- Your instructions -
As the answer, set down the lines below from the one containing "Query: grass clump" through the one containing "Query: porter carrying load", exactly and inclusively, and no others.

- Source information -
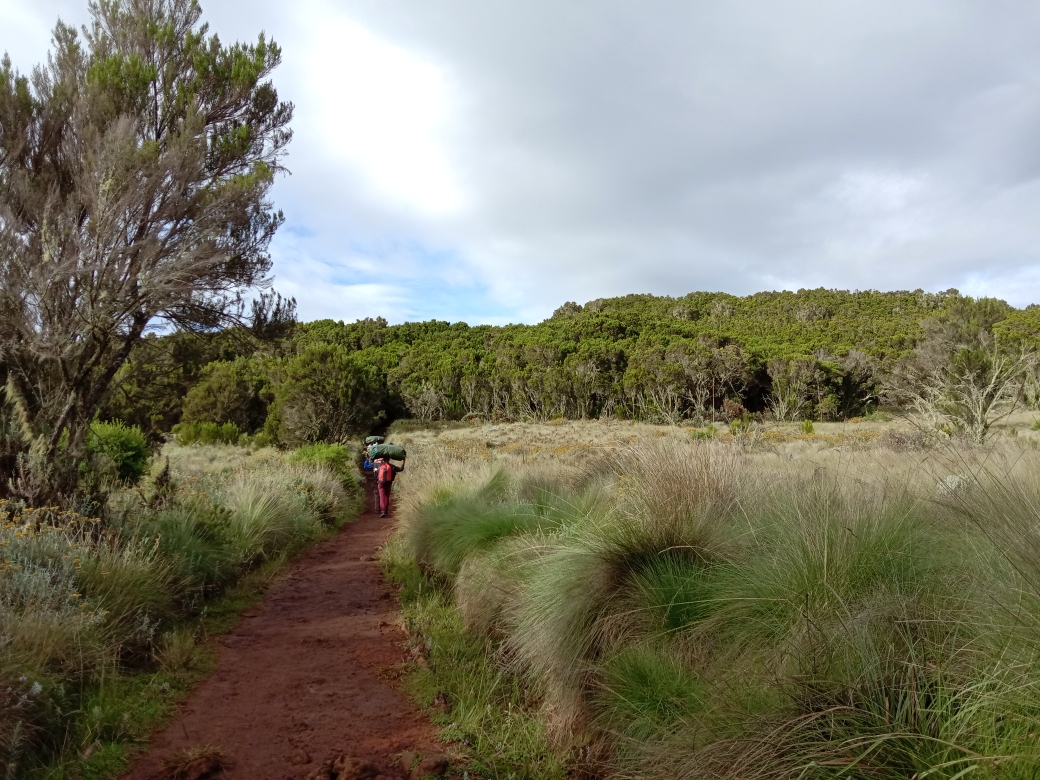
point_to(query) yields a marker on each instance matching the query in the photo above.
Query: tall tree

...

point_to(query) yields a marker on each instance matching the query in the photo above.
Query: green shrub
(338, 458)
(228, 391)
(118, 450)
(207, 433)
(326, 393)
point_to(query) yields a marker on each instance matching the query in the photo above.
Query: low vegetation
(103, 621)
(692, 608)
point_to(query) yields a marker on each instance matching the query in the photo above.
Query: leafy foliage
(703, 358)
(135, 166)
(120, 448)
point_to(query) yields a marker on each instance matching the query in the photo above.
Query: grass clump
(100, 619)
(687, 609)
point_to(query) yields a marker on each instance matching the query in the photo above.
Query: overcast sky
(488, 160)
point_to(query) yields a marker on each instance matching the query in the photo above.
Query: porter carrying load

--

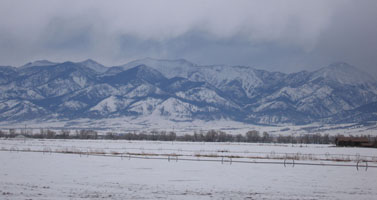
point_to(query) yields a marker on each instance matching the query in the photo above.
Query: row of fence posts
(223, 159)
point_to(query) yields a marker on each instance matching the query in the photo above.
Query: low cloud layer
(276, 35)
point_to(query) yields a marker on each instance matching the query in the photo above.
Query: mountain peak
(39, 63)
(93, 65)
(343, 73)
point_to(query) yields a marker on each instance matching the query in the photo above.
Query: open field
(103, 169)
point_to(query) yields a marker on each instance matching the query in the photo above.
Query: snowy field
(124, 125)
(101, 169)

- Response area -
Query: grass clump
(100, 619)
(687, 609)
point_to(query) yields a marker on each instance matching the query in the photo above.
Query: overcast sky
(488, 160)
point_to(query) yields a marker on each instance matching the query in the photo above.
Query: porter carrying load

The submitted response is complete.